■ Task details ■
Copy the records word for word, from their first line up to and including the line with "[(132, 50)]". Leave the pictures out.

■ Data excerpts ■
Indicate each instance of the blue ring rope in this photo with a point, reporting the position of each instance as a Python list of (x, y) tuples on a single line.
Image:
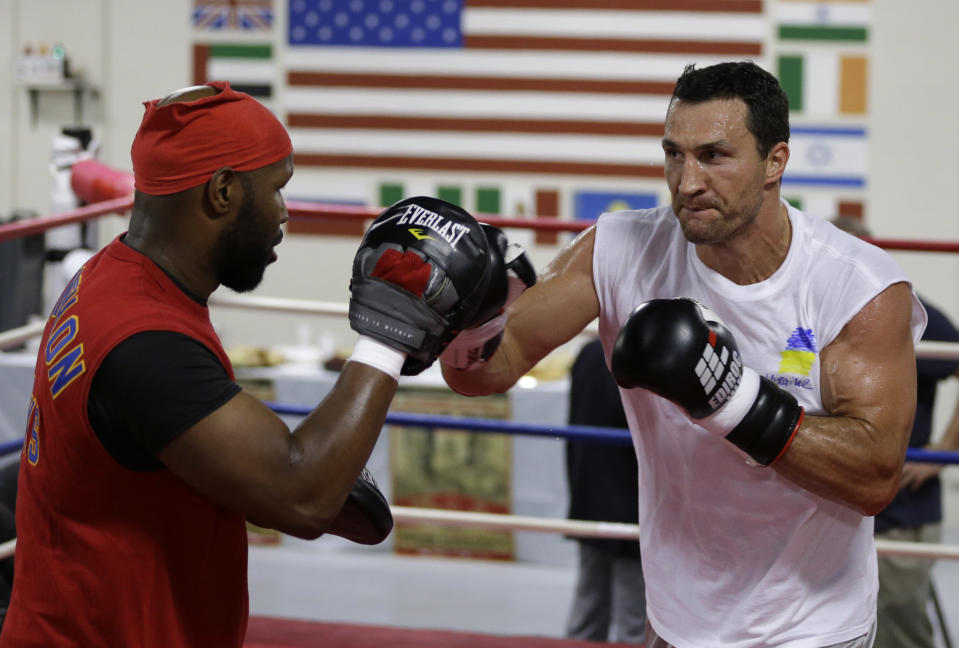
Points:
[(571, 432)]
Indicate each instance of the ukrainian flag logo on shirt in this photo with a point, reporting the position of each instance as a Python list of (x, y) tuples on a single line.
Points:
[(800, 353)]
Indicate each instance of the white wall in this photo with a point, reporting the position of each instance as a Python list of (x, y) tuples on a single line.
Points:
[(132, 50)]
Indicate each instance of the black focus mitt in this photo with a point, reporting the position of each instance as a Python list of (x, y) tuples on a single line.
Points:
[(424, 271)]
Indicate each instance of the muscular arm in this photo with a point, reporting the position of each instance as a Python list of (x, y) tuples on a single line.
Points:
[(245, 457), (915, 473), (855, 454), (552, 312)]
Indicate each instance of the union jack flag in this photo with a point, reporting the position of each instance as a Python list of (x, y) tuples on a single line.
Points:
[(246, 15)]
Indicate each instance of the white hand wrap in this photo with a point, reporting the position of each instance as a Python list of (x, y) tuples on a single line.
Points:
[(379, 356)]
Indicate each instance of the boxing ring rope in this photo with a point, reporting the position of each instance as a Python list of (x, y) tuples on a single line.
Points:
[(119, 203)]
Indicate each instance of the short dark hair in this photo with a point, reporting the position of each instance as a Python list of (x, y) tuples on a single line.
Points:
[(768, 106)]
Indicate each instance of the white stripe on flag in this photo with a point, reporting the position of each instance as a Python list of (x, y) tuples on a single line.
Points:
[(543, 65), (441, 103), (511, 146), (818, 205), (832, 14), (614, 24), (820, 84)]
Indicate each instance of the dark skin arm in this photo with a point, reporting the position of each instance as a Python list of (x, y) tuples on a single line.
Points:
[(245, 457), (853, 456)]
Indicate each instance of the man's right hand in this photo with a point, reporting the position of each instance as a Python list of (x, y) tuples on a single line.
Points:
[(424, 271)]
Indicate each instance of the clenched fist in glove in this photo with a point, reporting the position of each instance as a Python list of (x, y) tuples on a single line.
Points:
[(476, 344), (679, 349), (424, 271)]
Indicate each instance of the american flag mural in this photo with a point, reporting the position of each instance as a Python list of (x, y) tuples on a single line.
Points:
[(543, 107)]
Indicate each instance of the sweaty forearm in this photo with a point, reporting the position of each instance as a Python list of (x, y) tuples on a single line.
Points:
[(846, 460), (495, 376), (330, 447)]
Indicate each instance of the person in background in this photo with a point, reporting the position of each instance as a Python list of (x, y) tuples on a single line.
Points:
[(609, 603), (915, 514)]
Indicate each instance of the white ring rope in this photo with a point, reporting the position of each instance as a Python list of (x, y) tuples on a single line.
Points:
[(15, 336), (584, 529)]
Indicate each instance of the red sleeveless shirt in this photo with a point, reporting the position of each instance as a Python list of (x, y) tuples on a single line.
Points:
[(107, 556)]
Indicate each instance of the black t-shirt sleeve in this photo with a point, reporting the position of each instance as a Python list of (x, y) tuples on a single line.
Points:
[(149, 390), (938, 329)]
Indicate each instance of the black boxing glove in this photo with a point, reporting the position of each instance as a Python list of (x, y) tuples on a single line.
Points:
[(476, 344), (679, 349), (422, 273)]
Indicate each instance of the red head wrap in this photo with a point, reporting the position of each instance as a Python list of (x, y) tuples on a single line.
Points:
[(180, 145)]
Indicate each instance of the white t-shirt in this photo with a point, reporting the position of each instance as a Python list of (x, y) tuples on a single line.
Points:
[(735, 555)]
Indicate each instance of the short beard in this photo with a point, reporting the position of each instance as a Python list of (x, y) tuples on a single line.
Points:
[(241, 253), (722, 230)]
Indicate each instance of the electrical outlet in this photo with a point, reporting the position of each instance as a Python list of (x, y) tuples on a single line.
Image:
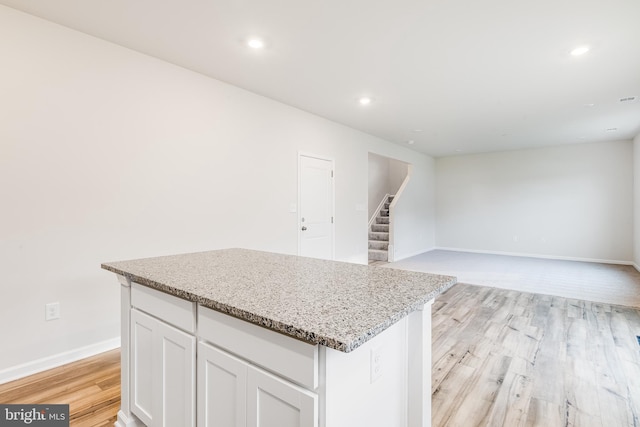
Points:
[(52, 311), (376, 364)]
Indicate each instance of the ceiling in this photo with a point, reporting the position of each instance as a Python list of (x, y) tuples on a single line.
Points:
[(454, 76)]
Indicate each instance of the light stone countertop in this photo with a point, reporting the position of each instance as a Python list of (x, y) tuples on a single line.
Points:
[(335, 304)]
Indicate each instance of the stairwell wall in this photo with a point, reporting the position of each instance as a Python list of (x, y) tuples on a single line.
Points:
[(108, 154)]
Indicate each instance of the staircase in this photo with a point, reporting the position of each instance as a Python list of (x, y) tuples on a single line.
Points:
[(379, 234)]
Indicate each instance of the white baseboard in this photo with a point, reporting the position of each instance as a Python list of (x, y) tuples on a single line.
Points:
[(564, 258), (49, 362), (409, 255)]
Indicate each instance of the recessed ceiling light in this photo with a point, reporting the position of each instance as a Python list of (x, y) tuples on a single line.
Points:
[(629, 99), (580, 50), (255, 43)]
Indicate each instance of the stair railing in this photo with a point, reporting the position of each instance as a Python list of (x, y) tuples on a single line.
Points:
[(391, 250), (378, 209)]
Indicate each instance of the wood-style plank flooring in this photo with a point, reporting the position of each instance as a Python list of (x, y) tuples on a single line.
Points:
[(509, 358), (591, 281), (90, 386), (501, 357)]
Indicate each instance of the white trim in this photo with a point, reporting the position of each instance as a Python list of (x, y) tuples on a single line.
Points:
[(56, 360), (564, 258), (419, 252), (378, 209), (333, 199), (125, 420)]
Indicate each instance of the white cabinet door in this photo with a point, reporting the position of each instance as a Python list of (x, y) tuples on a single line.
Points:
[(162, 373), (222, 387), (143, 330), (273, 402), (177, 366)]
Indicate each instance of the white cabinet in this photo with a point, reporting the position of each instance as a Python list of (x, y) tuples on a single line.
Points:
[(162, 373), (233, 393), (274, 402), (222, 391)]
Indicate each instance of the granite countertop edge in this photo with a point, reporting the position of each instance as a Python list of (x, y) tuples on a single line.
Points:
[(280, 327)]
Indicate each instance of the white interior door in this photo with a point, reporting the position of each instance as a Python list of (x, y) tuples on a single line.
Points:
[(315, 218)]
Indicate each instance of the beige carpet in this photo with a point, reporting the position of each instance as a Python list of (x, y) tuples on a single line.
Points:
[(607, 283)]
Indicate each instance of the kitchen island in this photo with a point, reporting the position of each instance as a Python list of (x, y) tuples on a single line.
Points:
[(237, 337)]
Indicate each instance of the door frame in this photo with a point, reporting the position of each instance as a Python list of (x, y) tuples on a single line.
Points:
[(302, 154)]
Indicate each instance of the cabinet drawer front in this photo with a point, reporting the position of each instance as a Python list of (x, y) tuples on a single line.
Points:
[(173, 310), (285, 356)]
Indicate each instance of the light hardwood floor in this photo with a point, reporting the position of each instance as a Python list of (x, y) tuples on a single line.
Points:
[(508, 358), (501, 357), (90, 386), (591, 281)]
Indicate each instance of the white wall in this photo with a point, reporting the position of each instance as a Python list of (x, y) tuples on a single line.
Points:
[(378, 181), (636, 199), (107, 154), (574, 201)]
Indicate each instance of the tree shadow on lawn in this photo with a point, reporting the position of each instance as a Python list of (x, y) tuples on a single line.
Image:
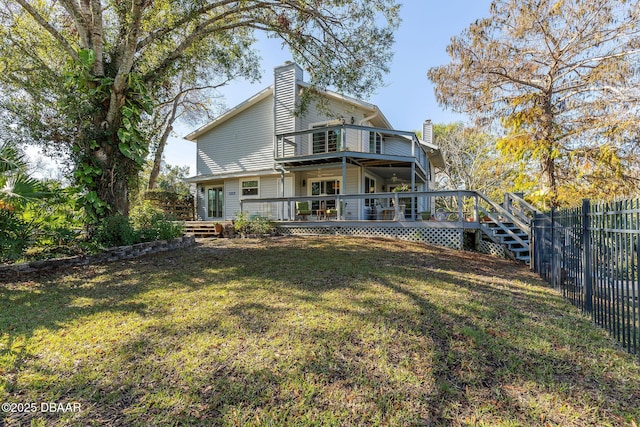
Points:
[(381, 347)]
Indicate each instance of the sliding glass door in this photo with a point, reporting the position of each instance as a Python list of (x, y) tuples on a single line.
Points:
[(215, 202)]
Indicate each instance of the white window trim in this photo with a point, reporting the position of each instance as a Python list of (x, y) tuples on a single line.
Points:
[(320, 125), (381, 143), (326, 178), (242, 196)]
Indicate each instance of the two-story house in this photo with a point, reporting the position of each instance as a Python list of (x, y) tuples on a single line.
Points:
[(260, 150)]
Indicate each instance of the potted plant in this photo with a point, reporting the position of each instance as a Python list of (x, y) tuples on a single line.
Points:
[(218, 227)]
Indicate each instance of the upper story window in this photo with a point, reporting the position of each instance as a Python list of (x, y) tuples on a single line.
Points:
[(250, 187), (375, 143), (325, 141)]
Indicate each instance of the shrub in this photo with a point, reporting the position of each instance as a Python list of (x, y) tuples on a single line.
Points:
[(258, 225), (261, 225), (15, 235), (241, 223), (116, 231), (153, 224)]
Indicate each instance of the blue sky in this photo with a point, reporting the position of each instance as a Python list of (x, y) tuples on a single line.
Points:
[(407, 98)]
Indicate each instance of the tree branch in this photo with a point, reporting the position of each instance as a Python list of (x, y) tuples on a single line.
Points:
[(49, 28)]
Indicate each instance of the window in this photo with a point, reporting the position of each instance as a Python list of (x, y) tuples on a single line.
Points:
[(328, 187), (326, 141), (215, 202), (250, 187), (369, 187), (375, 143)]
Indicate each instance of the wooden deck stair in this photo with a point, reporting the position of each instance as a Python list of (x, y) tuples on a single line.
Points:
[(510, 226), (200, 228)]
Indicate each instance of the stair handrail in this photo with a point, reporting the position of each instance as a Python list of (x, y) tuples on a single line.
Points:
[(526, 212), (497, 222), (505, 213)]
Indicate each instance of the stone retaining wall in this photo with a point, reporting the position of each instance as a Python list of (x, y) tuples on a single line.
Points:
[(110, 254)]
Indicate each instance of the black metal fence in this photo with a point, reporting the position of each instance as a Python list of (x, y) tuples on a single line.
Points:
[(591, 255)]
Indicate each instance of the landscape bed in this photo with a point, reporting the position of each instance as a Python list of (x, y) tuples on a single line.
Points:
[(306, 331)]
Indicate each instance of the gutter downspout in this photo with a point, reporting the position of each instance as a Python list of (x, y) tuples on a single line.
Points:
[(367, 119), (278, 168)]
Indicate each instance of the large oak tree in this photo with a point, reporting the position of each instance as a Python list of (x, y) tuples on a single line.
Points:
[(561, 79), (80, 74)]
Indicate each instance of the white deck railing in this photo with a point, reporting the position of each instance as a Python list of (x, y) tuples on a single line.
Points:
[(348, 138), (463, 207)]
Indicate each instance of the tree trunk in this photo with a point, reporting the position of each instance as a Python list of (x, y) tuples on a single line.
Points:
[(548, 141)]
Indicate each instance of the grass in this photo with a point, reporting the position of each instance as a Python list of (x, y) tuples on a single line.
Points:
[(308, 331)]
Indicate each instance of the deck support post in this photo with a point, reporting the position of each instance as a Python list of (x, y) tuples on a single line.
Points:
[(413, 188), (343, 190)]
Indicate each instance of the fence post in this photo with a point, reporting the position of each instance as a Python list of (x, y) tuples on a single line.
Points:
[(587, 278), (553, 249)]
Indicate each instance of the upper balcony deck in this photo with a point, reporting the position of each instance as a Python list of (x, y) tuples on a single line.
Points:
[(370, 146)]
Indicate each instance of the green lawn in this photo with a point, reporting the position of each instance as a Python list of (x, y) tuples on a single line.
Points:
[(308, 331)]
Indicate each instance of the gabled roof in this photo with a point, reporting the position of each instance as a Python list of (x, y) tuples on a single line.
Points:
[(193, 136), (264, 93)]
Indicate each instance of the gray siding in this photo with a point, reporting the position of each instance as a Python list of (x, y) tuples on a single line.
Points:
[(242, 143), (338, 110), (396, 146), (231, 198), (285, 100)]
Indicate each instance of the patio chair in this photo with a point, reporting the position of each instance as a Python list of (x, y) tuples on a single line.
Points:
[(303, 210), (333, 212)]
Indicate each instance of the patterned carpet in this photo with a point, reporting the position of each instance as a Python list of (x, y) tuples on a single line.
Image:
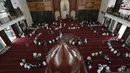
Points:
[(24, 47)]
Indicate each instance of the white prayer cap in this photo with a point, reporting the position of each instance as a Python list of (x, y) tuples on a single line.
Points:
[(107, 68), (28, 67), (88, 58), (34, 54), (44, 63), (21, 63)]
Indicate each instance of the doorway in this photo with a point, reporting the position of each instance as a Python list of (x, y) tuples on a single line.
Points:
[(2, 44), (65, 8), (10, 33)]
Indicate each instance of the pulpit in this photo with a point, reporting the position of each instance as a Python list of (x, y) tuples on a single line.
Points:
[(64, 58)]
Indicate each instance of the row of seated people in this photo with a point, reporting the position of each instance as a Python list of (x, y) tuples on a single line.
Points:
[(39, 62), (76, 25), (100, 30), (45, 43), (123, 68), (93, 23), (116, 52), (77, 41), (100, 66)]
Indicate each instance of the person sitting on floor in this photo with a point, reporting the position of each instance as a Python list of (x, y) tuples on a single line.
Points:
[(107, 59), (100, 68), (122, 68), (107, 69), (88, 62), (85, 41)]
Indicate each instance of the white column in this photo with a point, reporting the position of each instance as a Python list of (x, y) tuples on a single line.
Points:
[(22, 4), (103, 8), (121, 31)]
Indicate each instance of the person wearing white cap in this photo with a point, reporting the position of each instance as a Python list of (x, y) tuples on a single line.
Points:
[(100, 68), (89, 62), (21, 64), (107, 69)]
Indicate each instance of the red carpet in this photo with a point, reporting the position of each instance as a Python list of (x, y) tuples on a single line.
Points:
[(24, 47)]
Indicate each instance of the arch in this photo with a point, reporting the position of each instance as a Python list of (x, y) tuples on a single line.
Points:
[(73, 14), (57, 14), (65, 8)]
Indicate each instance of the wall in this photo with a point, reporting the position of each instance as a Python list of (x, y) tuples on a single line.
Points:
[(121, 31), (103, 8), (89, 4), (111, 3), (24, 8), (41, 11)]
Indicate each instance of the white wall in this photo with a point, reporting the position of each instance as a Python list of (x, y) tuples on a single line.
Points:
[(111, 3), (103, 8), (22, 4)]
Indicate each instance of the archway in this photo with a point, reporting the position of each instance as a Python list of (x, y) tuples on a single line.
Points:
[(65, 8)]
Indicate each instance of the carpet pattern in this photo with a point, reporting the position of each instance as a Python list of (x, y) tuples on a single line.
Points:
[(24, 47)]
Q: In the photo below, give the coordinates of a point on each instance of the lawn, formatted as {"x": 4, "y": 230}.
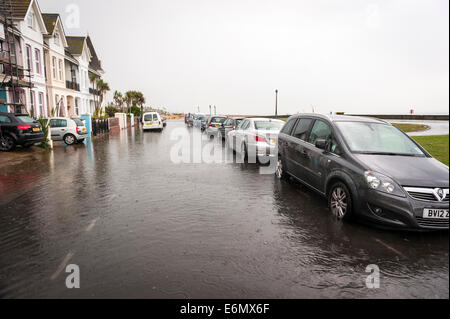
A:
{"x": 408, "y": 128}
{"x": 438, "y": 146}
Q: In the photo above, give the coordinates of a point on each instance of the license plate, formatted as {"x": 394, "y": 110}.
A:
{"x": 435, "y": 213}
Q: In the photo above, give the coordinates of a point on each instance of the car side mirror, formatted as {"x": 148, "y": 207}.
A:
{"x": 321, "y": 143}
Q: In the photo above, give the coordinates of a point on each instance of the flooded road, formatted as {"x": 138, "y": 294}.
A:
{"x": 140, "y": 226}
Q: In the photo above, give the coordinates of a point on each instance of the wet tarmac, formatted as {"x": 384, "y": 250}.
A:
{"x": 140, "y": 226}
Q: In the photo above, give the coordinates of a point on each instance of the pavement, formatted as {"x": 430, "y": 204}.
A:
{"x": 139, "y": 225}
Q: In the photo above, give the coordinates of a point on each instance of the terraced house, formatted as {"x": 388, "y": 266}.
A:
{"x": 51, "y": 74}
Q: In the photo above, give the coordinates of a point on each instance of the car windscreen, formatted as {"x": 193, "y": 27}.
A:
{"x": 218, "y": 120}
{"x": 78, "y": 122}
{"x": 26, "y": 119}
{"x": 269, "y": 125}
{"x": 377, "y": 139}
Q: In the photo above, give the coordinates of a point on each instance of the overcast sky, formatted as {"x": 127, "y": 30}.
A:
{"x": 334, "y": 55}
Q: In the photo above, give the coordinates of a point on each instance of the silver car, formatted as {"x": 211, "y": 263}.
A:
{"x": 255, "y": 138}
{"x": 213, "y": 125}
{"x": 71, "y": 131}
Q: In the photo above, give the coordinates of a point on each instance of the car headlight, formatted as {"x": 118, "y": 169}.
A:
{"x": 383, "y": 184}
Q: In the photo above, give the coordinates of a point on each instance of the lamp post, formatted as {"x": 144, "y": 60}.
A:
{"x": 276, "y": 103}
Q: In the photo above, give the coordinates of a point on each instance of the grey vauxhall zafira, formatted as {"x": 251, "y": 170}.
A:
{"x": 366, "y": 168}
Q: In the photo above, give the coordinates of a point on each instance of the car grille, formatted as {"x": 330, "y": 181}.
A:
{"x": 427, "y": 194}
{"x": 432, "y": 223}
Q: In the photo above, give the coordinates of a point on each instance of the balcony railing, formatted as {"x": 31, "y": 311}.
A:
{"x": 73, "y": 86}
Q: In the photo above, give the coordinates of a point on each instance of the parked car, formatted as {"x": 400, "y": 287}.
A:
{"x": 19, "y": 129}
{"x": 213, "y": 125}
{"x": 70, "y": 130}
{"x": 255, "y": 137}
{"x": 366, "y": 168}
{"x": 199, "y": 118}
{"x": 152, "y": 121}
{"x": 229, "y": 125}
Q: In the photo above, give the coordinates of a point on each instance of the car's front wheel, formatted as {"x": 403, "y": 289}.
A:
{"x": 340, "y": 201}
{"x": 7, "y": 143}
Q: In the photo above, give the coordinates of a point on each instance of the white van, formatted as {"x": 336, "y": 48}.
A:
{"x": 152, "y": 121}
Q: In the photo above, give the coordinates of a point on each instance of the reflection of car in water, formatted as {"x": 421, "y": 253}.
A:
{"x": 366, "y": 168}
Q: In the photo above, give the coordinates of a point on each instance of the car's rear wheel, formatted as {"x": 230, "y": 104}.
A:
{"x": 280, "y": 171}
{"x": 7, "y": 143}
{"x": 69, "y": 139}
{"x": 340, "y": 201}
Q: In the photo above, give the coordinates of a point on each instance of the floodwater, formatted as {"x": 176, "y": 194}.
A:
{"x": 139, "y": 225}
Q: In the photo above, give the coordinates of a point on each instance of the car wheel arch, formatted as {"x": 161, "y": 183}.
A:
{"x": 341, "y": 177}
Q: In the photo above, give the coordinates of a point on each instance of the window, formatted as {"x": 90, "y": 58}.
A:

■ Full solution ■
Indicate each instance of the blue ring rope in this photo with a point, reporting the position of each instance as a Python list of (x, y) tuples on a single line.
Image:
Points:
[(571, 432)]
Indicate each instance of the ukrainian flag logo on shirt in this photo with a point, reporting the position of each instance as a Python list of (x, y) tuples on a single line.
Points:
[(800, 353)]
Indicate each instance of the white wall in this photo with a point, reporting the position of each instance as a Python list of (x, y) tuples on a single line.
Points:
[(132, 50)]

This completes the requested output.